Yönerge 1:
Füze kalkanı haberinde "Bilindiği gibi, Libya'da" diye başlayan paragrafı, ana bilgilerini koruyarak daha kısa biçimde yeniden yazın.
Yönerge 2:
Füze kalkanı haberindeki şu cümleyi İngilizceye çevirin: "Dışişleri Bakanlığı, NATO'nun caydırıcılığını güçlendirmek amacıyla balistik bir füze tehdidine karşı füze erken uyarı radarının Türkiye'ye kurulacağını açıkladı."
Yönerge 3:
Füze kalkanı haberinin devamını, son cümleden sonra gelecek biçimde yazın.

Metinden bölüm:
★ ★ ★ ★
Füze kalkanı Türkiye'de
Bilindiği gibi, Libya'da sömürge yönetimi oluşturup ülkenin petrolünü ve servetini paylaşma amacını güden emperyalist sırtlanların düzenlediği Paris konferansına Türkiye egemenleri de katılıyor. Konferansa katılmak üzere Fransa'ya giden Ahmet Davutoğlu'nun yanında bulunan Dışişleri Bakanlığı sözcüsü, Türkiye'yi bölge halklarına karşı ABD ve AB'nin savaş planlarına daha fazla bağlayacak NATO'nun füze kalkanı projesinde kilit bir rol üstleneceklerini açıkladı. Sözcü, ABD ve AB'nin İran'a karşı kurmak istediği füze kalkanı projesine ait radarın Türkiye'ye yerleştirilmesi konusunda sonuç aşamasına gelindiğini bildirdi.
Hürriyet muhabiri Cansu Çamlıbel'in Paris'ten verdiği haber şöyle:
"Dışişleri Bakanlığı, NATO'nun caydırıcılığını güçlendirmek amacıyla balistik bir füze tehdidine karşı füze erken uyarı radarının Türkiye'ye kurulacağını açıkladı.
"Dışişleri Bakanı Davutoğlu ile birlikte Paris'te bulunan bakanlık sözcüsü, füze savunma sistemiyle ilgili soruları yanıtladı. Sözcü, NATO'nun caydırıcılığına katkı sağlamak üzere balistik bir füze tehdidine karşı savunma sistemi geliştirilmesi kararının geçen yıl Lizbon Zirvesi'nde alındığını hatırlattı. Türkiye'nin bu karara yönelik çalışmalara başından itibaren destek verdiğini belirten sözcü şunları söyledi:
"Müttefik ülke kuvvetleri, toprakları ve halklarının korunmasına yönelik olan bu NATO yeteneğinin mimarisinde ülkemizin üstleneceği sorumlulukla ilgili teknik çalışma ve müzakereler hükümetimizin talimatı doğrultusunda ilgili kurum ve kuruluşlarımızın yakın işbirliği ve eşgüdümü içinde yürütülmüş ve nihayet bu çalışmalarda sonuç aşamasına gelinmiştir. Bu bağlamda söz konusu mimarinin bir unsurunu teşkil edecek olan ve ABD tarafından NATO'ya tahsis edilen erken uyarı radarının ülkemizde konuşlandırılması öngörülmektedir. Türkiye'nin bu unsura ev sahipliği yapması ülkemizin NATO'nun yeni stratejik konsepti çerçevesinde geliştirilen söz konusu savunma sistemine katkısını oluşturacak; NATO'nun savunma kapasitesini ve ulusal savunma sistemimizi güçlendirecektir." ("Füze kalkanı Türkiye'de", Hürriyet, 2 Eylül 2011).
★ ★ ★ ★
Verilen satırlar:
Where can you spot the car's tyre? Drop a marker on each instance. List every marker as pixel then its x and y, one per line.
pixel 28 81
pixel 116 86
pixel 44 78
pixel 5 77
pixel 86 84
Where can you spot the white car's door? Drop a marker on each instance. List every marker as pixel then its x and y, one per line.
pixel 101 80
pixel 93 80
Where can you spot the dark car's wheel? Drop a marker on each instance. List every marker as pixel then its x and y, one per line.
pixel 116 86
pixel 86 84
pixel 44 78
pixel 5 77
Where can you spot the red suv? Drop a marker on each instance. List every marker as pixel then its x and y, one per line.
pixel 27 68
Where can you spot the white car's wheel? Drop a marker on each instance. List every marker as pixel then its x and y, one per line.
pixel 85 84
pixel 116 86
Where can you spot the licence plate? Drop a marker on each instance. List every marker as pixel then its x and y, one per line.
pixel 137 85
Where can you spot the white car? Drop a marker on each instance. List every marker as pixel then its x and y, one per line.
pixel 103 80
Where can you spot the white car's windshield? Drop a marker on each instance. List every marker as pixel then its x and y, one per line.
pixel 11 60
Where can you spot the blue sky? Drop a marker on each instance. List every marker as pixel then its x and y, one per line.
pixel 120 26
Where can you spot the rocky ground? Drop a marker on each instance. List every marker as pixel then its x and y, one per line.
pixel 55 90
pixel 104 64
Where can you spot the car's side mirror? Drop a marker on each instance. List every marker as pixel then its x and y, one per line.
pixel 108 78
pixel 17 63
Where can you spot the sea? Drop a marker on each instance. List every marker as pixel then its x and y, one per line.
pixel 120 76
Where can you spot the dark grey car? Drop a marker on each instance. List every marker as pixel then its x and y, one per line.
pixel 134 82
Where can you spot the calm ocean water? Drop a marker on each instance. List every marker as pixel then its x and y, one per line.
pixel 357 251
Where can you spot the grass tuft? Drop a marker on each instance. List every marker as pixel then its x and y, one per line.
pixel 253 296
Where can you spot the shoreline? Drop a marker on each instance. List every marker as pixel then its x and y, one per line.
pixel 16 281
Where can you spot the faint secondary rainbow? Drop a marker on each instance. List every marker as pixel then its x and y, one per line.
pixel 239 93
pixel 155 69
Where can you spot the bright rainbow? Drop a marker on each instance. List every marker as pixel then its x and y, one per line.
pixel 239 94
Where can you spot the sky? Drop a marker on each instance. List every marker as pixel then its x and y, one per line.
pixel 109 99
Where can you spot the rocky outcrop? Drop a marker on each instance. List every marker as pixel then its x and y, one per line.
★ ★ ★ ★
Görevin yanıtı 1:
Libya'da sömürge yönetimi kurup ülkenin petrolünü ve servetini paylaşmayı amaçlayan emperyalist güçlerin düzenlediği Paris konferansına Türkiye de katılıyor. Ahmet Davutoğlu'yla birlikte Fransa'ya giden Dışişleri Bakanlığı sözcüsü, Türkiye'nin NATO'nun füze kalkanı projesinde kilit bir rol üstleneceğini açıkladı. Sözcü, ABD ve AB'nin İran'a karşı kurmak istediği bu projenin radarının Türkiye'ye yerleştirilmesinde sonuç aşamasına gelindiğini bildirdi.

Görevin yanıtı 2:
The Ministry of Foreign Affairs announced that a missile early warning radar against a ballistic missile threat would be set up in Turkey in order to strengthen NATO's deterrence.

Görevin yanıtı 3:
Böylece, emperyalizmin ve uzantılarının kâr ve iktidar hesapları doğrultusunda, ülkemizin, Kürt ve Arap halklarının yanı sıra Fars halkıyla da savaşa sürüklenmesinin yolu açılmış oluyor. Türk, Kürt, Arap ve Fars halkları arasında barışı, dostluğu ve dayanışmayı savunmak, emperyalizme karşı mücadelenin asli bir görevi olarak öne çıkıyor.
Füze kalkanı kitlesel ölümlere çağrıdır
AKP hükümeti, Amerikan emperyalizminin, Avrupa Birliği'nin ve İsrail'in savaş planları doğrultusunda NATO'nun füze kalkanını Türkiye'ye yerleştirme kararını 1 Eylül 2011'de resmen açıkladı. Bu karar, Türkiye egemenlerinin bölge halklarına karşı emperyalist Batı ittifakının üssü olmakta ısrar ettiğini bir kez daha teyit ediyor. NATO'ya girdiği tarihten beri, emperyalizmin sosyalist ülkelere ve ilerici Arap ülkelerine karşı füze rampası olarak hizmet eden Türkiye egemenleri, bugün de, bir yandan İran'a, bir yandan Suriye, Filistin ve Lübnan'a, bir yandan da, Rusya'ya karşı emperyalizmin füze rampası olarak yola devam etmeyi çıkarlarına uygun buldular.
Ne var ki, füze kalkanını Türkiye topraklarına yerleştirme kararı, ülkemizi emperyalizmin ve siyonizmin savaşlarında ön cephe ülkesi durumuna getiriyor. Buna bağlı olarak, Türkiye halkları, ister istemez füze kalkanına karşı kendini korumak isteyecek ülkelerin hedef tahtası olacak. Biz sade vatandaşlar, çocuklarımız, bebelerimiz, nenelerimiz, dedelerimizle birlikte kapitalist banka ve şirket sahiplerinin, dolar milyarderlerinin uğursuz çıkarları için kurban edileceğiz.
Nitekim, Rusya ve İran'dan AKP hükümetinin bu kararına tepkiler gecikmedi.
Bilindiği gibi, Rusya, ABD'nin daha önce Çek Cumhuriyeti ve Polonya'ya yerleştirmek istediği füze kalkanının İran'a değil, kendisine yönelik olduğunu belirtmiş, bu projeyi Rusya'ya karşı stratejik saldırı sayacağını ve gereken karşılığı vereceğini açıklamıştı. ABD'nin füze kalkanını bu iki ülkede kurmaktan vazgeçmesi, projeyi İran'a yakın bölgelere kaydırması, projeye Rusya'nın da katılabileceğini söyleyip Rusya'yı hedeflemediği konusunda güvence verebileceğini belirtmesi üzerine, Rusya, füze kalkanına karşı muhalefetini azaltmış ve neredeyse tarafsız bir tutum takınmıştı.
Füze kalkanının Türkiye'ye kurulacağının açıklanması üzerine, Rusya söylem düzeyinde rahatsızlığını belirten, fakat pazarlığa açık olduğu izlenimini uyandıran ikili tepki verdi.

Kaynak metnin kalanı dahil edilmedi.